— WHAT YOU SHOULD DO —
Recast every line of the rows below as a JSON list of strings, one string per line, with blank lines omitted.

[Start ENTRIES SUPPLIED]

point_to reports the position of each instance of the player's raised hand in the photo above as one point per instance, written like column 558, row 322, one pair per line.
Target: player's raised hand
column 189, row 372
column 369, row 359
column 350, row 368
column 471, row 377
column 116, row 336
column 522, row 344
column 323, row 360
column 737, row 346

[End ENTRIES SUPPLIED]

— SOLUTION FOR THIS TASK —
[
  "point_to reports the position of each instance of the player's raised hand in the photo above as one point per instance, written like column 558, row 322, one pair per line.",
  "Target: player's raised hand",
  "column 189, row 372",
  "column 369, row 359",
  "column 350, row 368",
  "column 471, row 377",
  "column 116, row 336",
  "column 522, row 344",
  "column 323, row 360",
  "column 737, row 346"
]